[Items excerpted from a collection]

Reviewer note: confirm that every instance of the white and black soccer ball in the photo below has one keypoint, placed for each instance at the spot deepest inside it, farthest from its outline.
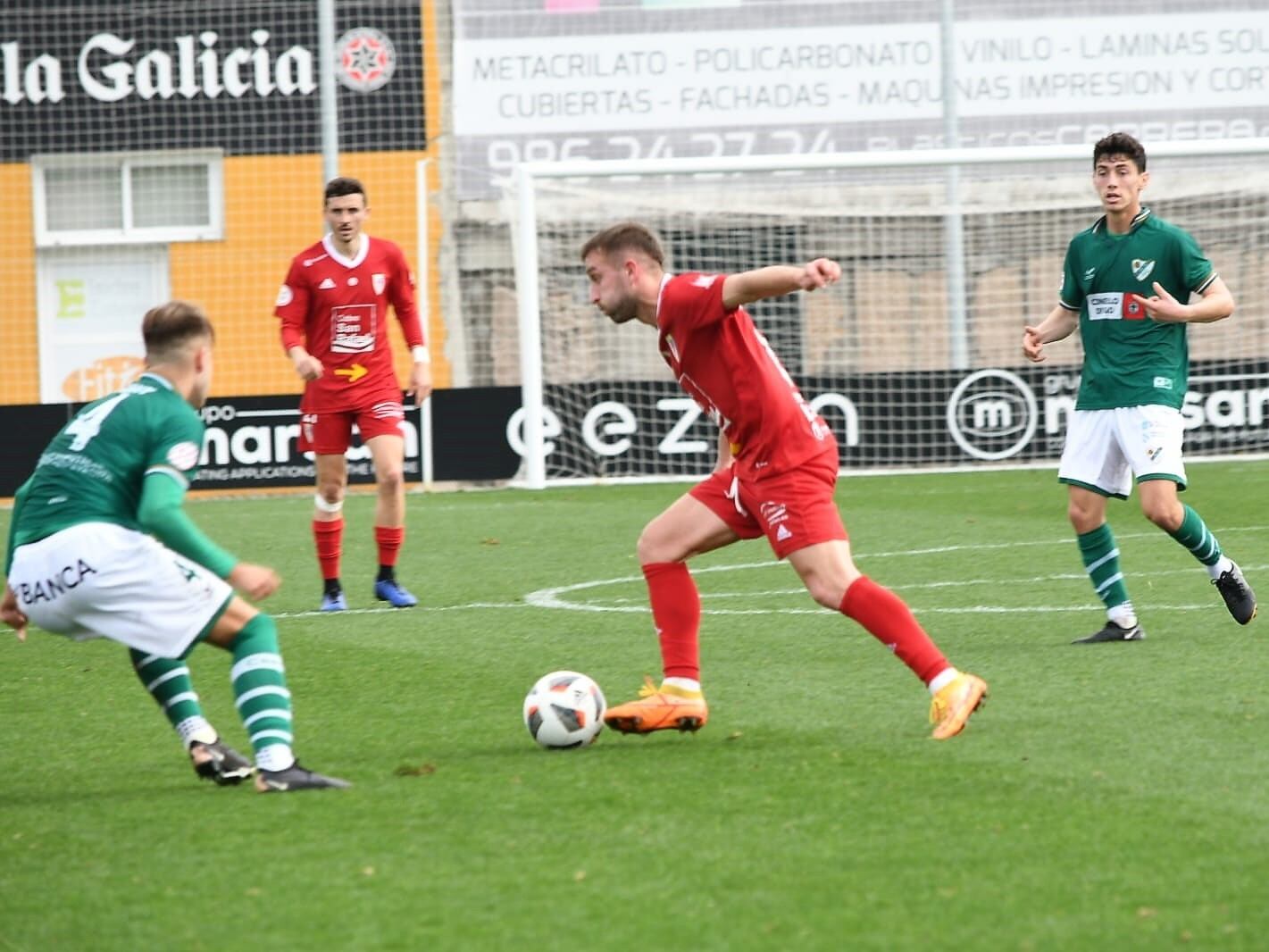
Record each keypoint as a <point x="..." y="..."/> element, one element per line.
<point x="565" y="710"/>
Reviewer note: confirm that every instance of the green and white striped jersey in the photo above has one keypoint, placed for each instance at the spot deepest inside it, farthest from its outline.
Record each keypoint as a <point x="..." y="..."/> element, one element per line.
<point x="1130" y="359"/>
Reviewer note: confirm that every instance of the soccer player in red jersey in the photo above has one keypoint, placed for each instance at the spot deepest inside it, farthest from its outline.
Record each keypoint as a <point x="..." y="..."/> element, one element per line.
<point x="775" y="475"/>
<point x="334" y="328"/>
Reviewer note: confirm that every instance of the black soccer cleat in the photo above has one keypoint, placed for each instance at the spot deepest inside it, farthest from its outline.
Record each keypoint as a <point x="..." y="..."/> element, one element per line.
<point x="220" y="763"/>
<point x="1239" y="597"/>
<point x="295" y="778"/>
<point x="1113" y="632"/>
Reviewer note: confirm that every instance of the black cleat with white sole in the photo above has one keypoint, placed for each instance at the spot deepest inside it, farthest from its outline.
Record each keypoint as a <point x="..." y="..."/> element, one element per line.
<point x="1239" y="597"/>
<point x="295" y="778"/>
<point x="219" y="763"/>
<point x="1113" y="632"/>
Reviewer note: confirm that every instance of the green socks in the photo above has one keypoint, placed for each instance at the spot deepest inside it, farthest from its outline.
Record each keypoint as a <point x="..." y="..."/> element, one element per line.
<point x="261" y="693"/>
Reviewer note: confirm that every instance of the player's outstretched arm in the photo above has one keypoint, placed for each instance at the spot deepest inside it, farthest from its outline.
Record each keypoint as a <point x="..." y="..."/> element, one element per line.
<point x="778" y="280"/>
<point x="307" y="366"/>
<point x="1215" y="304"/>
<point x="1058" y="325"/>
<point x="12" y="616"/>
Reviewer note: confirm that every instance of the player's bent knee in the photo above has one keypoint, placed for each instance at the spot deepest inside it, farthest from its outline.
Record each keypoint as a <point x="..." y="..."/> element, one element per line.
<point x="389" y="480"/>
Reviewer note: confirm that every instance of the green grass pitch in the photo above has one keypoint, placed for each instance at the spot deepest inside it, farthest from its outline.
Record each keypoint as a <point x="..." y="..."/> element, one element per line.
<point x="1106" y="798"/>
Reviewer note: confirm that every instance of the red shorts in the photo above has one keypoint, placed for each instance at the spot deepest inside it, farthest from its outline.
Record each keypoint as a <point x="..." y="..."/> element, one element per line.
<point x="793" y="509"/>
<point x="330" y="433"/>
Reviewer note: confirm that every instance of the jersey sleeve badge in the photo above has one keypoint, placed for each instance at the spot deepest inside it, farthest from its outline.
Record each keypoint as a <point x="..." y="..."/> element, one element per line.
<point x="183" y="455"/>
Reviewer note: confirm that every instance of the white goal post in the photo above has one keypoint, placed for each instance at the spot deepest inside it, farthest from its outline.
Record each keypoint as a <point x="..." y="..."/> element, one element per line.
<point x="914" y="357"/>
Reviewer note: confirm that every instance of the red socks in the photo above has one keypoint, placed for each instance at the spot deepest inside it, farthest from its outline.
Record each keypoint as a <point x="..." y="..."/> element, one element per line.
<point x="329" y="536"/>
<point x="677" y="614"/>
<point x="388" y="539"/>
<point x="892" y="623"/>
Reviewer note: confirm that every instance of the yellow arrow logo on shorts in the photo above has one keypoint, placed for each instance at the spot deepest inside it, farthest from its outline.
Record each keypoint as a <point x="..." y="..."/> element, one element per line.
<point x="355" y="373"/>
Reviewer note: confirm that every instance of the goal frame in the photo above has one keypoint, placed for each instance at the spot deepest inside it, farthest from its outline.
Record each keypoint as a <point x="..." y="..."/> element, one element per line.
<point x="524" y="238"/>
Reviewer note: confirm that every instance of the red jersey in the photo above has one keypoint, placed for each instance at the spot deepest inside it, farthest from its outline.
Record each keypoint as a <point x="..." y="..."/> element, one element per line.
<point x="337" y="307"/>
<point x="723" y="363"/>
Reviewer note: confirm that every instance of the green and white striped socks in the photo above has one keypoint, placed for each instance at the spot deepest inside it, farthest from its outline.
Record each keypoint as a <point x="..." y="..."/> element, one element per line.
<point x="1100" y="557"/>
<point x="168" y="681"/>
<point x="1194" y="535"/>
<point x="261" y="693"/>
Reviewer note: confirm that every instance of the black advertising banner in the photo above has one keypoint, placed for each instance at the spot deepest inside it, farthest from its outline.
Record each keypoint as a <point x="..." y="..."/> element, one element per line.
<point x="883" y="421"/>
<point x="235" y="75"/>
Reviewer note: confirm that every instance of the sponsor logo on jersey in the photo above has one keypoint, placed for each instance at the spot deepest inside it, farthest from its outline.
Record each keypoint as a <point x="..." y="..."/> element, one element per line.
<point x="365" y="60"/>
<point x="1115" y="306"/>
<point x="183" y="455"/>
<point x="69" y="576"/>
<point x="773" y="513"/>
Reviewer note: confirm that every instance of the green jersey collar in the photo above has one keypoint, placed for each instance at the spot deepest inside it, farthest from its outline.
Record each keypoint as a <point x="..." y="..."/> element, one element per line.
<point x="157" y="379"/>
<point x="1099" y="226"/>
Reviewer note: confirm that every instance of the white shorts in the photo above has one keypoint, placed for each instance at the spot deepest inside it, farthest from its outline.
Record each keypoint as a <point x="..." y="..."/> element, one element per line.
<point x="103" y="580"/>
<point x="1106" y="448"/>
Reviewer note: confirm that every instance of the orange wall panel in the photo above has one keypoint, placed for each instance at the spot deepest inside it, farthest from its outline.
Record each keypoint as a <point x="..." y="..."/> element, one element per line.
<point x="20" y="368"/>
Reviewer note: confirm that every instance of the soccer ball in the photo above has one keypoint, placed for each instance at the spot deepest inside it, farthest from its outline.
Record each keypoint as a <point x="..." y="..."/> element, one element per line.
<point x="565" y="710"/>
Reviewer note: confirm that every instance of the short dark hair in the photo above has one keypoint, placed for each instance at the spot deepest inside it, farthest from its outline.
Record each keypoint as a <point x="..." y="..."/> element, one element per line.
<point x="1121" y="144"/>
<point x="169" y="328"/>
<point x="343" y="186"/>
<point x="626" y="237"/>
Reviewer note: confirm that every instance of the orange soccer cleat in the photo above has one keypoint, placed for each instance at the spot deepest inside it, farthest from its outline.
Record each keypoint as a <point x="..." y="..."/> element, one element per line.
<point x="956" y="701"/>
<point x="657" y="710"/>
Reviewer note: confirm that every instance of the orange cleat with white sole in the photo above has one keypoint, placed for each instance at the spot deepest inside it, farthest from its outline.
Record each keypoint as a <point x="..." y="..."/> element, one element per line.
<point x="659" y="710"/>
<point x="952" y="706"/>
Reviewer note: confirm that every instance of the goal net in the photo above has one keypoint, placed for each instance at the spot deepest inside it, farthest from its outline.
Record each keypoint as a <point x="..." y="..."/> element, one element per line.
<point x="914" y="357"/>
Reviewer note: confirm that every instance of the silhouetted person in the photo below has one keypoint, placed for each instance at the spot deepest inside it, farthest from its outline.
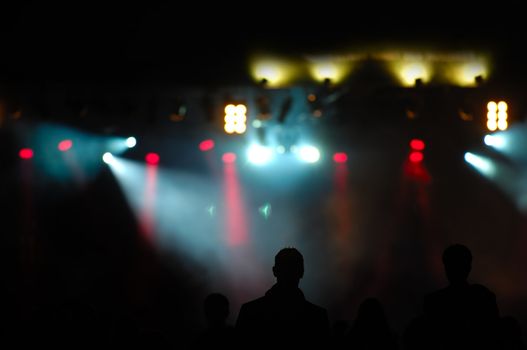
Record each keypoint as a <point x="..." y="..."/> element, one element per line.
<point x="218" y="334"/>
<point x="283" y="318"/>
<point x="462" y="315"/>
<point x="370" y="329"/>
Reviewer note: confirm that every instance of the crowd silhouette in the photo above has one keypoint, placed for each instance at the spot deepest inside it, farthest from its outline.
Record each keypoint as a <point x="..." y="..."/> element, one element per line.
<point x="461" y="315"/>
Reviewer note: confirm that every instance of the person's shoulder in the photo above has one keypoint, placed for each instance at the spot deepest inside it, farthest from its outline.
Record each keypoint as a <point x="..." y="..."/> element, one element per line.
<point x="315" y="308"/>
<point x="437" y="294"/>
<point x="256" y="303"/>
<point x="480" y="289"/>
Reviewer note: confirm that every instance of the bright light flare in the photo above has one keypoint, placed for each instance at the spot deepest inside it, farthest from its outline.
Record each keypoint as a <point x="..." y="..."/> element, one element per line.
<point x="235" y="119"/>
<point x="65" y="145"/>
<point x="340" y="157"/>
<point x="152" y="158"/>
<point x="228" y="157"/>
<point x="108" y="158"/>
<point x="416" y="157"/>
<point x="409" y="72"/>
<point x="468" y="73"/>
<point x="273" y="72"/>
<point x="323" y="70"/>
<point x="206" y="145"/>
<point x="25" y="153"/>
<point x="131" y="142"/>
<point x="309" y="154"/>
<point x="417" y="145"/>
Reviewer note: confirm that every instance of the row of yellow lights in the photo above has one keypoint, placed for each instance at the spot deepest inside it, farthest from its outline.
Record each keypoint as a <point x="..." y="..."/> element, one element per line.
<point x="497" y="116"/>
<point x="278" y="73"/>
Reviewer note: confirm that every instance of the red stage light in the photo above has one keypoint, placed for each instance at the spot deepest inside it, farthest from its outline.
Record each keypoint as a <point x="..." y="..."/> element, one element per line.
<point x="206" y="145"/>
<point x="416" y="157"/>
<point x="340" y="157"/>
<point x="65" y="145"/>
<point x="229" y="157"/>
<point x="26" y="153"/>
<point x="417" y="145"/>
<point x="152" y="158"/>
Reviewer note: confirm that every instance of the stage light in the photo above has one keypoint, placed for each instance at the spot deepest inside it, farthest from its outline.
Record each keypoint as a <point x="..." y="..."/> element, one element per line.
<point x="416" y="157"/>
<point x="206" y="145"/>
<point x="497" y="115"/>
<point x="25" y="153"/>
<point x="340" y="157"/>
<point x="108" y="158"/>
<point x="228" y="157"/>
<point x="309" y="154"/>
<point x="259" y="155"/>
<point x="417" y="145"/>
<point x="235" y="119"/>
<point x="131" y="142"/>
<point x="152" y="158"/>
<point x="65" y="145"/>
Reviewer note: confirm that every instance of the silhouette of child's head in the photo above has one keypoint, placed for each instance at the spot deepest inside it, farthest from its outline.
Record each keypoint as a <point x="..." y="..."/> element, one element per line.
<point x="457" y="260"/>
<point x="216" y="308"/>
<point x="288" y="266"/>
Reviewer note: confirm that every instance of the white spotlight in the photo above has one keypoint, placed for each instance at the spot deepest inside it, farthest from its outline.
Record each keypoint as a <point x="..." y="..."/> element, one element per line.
<point x="131" y="142"/>
<point x="309" y="154"/>
<point x="108" y="158"/>
<point x="259" y="155"/>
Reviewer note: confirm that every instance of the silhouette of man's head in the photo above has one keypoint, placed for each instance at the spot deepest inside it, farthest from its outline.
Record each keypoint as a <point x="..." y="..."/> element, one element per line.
<point x="216" y="309"/>
<point x="288" y="267"/>
<point x="457" y="260"/>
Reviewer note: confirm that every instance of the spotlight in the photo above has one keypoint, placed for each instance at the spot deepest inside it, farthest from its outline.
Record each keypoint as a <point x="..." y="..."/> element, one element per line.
<point x="65" y="145"/>
<point x="25" y="153"/>
<point x="340" y="157"/>
<point x="206" y="145"/>
<point x="152" y="158"/>
<point x="108" y="158"/>
<point x="417" y="145"/>
<point x="131" y="142"/>
<point x="416" y="157"/>
<point x="228" y="157"/>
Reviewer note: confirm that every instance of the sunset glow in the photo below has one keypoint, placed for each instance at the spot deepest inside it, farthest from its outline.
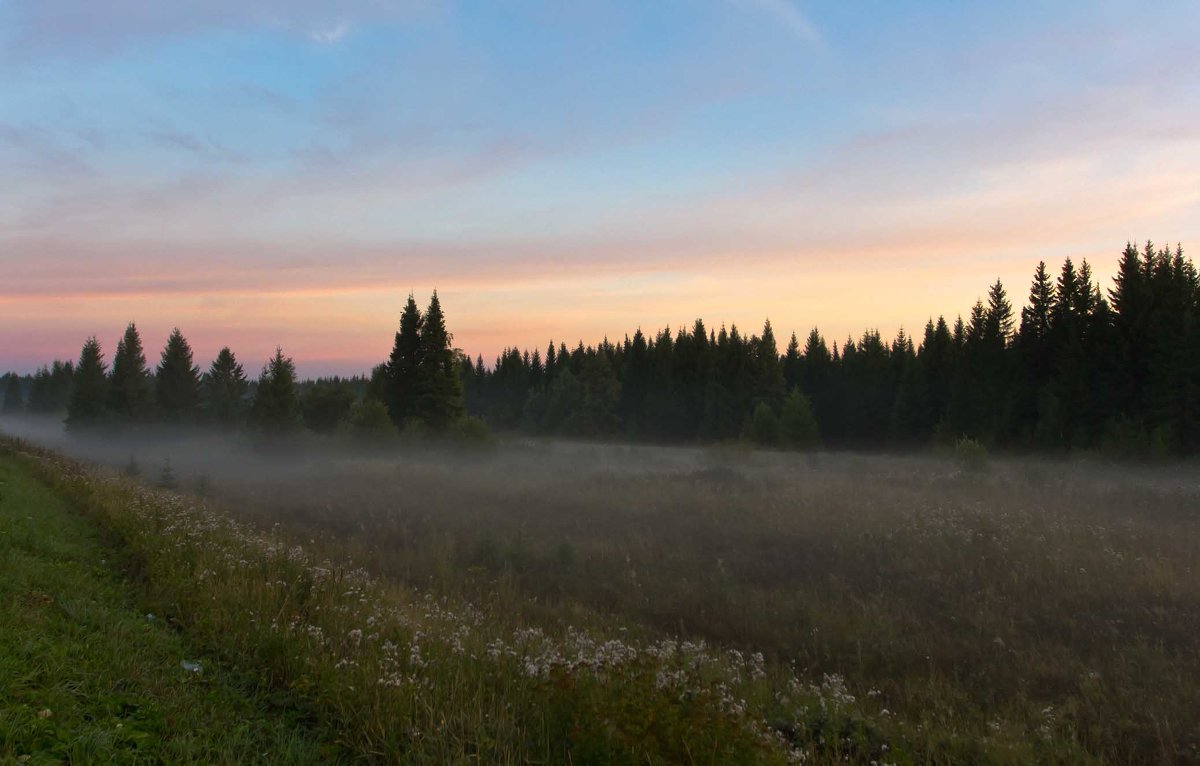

REQUIRED WORK. Could you set down the items above word for word, from the line that contains "silhouette of man's" through the final line of the items, with the pictures left out?

COMPLETE OUTPUT.
Reviewer note: confirm that every instance of the silhouette of man's head in the photo above has one keypoint, placed for each instance at the spot deepest inside it, farthest from its outline.
Record each keypoint as a <point x="..." y="..."/> element, one element per line.
<point x="216" y="309"/>
<point x="288" y="267"/>
<point x="457" y="260"/>
Reviewer note: confirm that every instance of the spotlight in the photo above has one keypoint, placed for each instance at the spot deepest inside it, farthest from its outline.
Record each keypoint as a <point x="..." y="..."/> element, one element per line.
<point x="65" y="145"/>
<point x="25" y="153"/>
<point x="340" y="157"/>
<point x="206" y="145"/>
<point x="152" y="158"/>
<point x="108" y="158"/>
<point x="417" y="145"/>
<point x="131" y="142"/>
<point x="416" y="157"/>
<point x="228" y="157"/>
Reviewer note: confirm that every instance of the sunset glow in the photo below has one keypoint, placed for each instance at the spot deepest inside it, farthest from its outline.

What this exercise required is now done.